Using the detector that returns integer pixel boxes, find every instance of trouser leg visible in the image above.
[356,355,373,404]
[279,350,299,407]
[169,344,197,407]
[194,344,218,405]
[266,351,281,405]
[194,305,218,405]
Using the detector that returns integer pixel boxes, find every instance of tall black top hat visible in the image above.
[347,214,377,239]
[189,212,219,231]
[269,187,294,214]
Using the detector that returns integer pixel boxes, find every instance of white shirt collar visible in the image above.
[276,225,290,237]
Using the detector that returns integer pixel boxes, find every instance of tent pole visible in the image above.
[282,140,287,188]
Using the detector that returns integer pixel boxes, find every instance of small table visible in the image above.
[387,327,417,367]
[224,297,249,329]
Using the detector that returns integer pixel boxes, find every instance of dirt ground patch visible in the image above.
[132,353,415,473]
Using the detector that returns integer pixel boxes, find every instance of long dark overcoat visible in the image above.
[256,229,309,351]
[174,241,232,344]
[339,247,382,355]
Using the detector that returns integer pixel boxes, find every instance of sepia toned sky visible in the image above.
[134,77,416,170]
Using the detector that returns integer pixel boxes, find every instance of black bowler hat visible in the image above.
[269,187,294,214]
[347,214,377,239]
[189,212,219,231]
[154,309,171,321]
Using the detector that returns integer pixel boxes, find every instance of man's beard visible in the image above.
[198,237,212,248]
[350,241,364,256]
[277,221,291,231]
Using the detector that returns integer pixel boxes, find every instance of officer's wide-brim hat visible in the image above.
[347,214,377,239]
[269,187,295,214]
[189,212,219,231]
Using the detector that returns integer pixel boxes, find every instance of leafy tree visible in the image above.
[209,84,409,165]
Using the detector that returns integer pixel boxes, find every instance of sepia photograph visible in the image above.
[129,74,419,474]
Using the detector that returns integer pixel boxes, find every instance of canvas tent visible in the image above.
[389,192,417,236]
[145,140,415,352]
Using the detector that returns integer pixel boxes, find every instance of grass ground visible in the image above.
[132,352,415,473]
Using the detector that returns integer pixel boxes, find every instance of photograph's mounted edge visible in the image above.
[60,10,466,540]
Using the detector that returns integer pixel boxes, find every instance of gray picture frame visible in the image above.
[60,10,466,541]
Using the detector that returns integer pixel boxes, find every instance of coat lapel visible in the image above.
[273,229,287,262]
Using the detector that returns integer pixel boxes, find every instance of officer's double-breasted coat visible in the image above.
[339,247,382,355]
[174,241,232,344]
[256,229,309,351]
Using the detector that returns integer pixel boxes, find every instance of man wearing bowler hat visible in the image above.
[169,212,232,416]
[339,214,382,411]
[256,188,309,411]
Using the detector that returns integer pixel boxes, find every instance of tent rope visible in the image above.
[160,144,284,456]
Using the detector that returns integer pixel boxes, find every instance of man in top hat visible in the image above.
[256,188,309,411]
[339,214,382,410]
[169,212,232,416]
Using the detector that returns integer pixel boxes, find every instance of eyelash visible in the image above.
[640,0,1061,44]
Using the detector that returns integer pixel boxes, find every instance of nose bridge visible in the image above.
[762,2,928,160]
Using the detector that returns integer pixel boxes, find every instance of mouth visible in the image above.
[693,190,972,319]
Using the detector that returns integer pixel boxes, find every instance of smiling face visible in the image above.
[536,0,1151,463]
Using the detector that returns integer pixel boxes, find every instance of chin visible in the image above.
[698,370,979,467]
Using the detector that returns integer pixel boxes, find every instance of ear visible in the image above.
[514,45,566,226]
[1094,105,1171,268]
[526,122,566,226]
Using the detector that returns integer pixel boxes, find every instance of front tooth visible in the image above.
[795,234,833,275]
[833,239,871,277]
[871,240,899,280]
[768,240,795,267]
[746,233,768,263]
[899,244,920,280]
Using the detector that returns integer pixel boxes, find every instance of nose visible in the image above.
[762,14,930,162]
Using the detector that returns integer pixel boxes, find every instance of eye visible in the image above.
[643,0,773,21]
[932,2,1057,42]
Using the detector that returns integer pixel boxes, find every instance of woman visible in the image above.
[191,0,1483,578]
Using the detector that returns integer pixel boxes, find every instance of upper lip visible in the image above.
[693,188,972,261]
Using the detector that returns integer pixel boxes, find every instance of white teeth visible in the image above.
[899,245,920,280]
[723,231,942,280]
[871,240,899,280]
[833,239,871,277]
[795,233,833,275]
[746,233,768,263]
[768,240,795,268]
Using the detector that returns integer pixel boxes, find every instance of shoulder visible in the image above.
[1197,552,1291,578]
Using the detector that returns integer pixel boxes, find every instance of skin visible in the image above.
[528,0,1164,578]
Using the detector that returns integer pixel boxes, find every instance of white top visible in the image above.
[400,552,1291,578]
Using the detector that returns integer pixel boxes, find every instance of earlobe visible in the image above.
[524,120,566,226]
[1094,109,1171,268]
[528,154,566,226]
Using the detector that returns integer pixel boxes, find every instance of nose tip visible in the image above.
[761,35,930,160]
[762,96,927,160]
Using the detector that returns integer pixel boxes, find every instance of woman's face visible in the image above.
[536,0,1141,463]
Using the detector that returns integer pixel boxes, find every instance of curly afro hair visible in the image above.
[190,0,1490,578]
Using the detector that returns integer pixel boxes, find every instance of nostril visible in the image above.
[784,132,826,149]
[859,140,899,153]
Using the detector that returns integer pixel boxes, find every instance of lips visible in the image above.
******************************
> Task details
Return, word for word, the lines of the listing starting with the line containing "pole visible in the image above." and going on through the line containing "[132,352,415,473]", both included.

> Finished exercise
Using the detector that returns integer pixel boxes, find every instance of tent pole visible in the image above.
[282,140,287,188]
Using the detector that returns integer pixel boxes, find every instance of small table visible in the image above.
[387,327,417,367]
[224,297,249,329]
Using the detector that returns integer pixel boxes, find every instance of dirt ground patch visible in the image above.
[132,353,415,473]
Using the detector that returns integer pixel boxes, find every instance of long dark overcoat visible in the image above.
[256,229,309,351]
[174,241,232,344]
[339,247,382,355]
Using the detector that returns integer pixel boxes, find every instance of sepia toned sky visible in the image above.
[134,77,416,170]
Using the detector that returns integer pixel boxes, find every instance of black bowler hat visible in the image above.
[269,187,294,214]
[347,214,377,239]
[189,212,219,231]
[154,309,171,321]
Using the detector that returns integer pixel boxes, find every instance of man's beard visible in the image above.
[198,237,212,248]
[350,241,364,256]
[277,221,291,231]
Using the detector that returns integer pixel boxes, find every instance of officer's wide-brim hat visible in the image above.
[347,214,377,239]
[269,187,295,214]
[189,212,219,231]
Using the detector that returns integer pixel boxes, find every instance of leafy tree visible in the image above.
[209,84,409,165]
Using the detector that returns integer pixel boxes, find every instance of sepia photograph visible in the image above.
[129,74,419,474]
Using the detector that returns integer pixel boxes, find every instance of canvas tent visible in the image above.
[389,192,417,236]
[145,140,415,352]
Using the detector that returns integer pixel boxes, find every instance of grass ground visible in the image above.
[132,352,415,473]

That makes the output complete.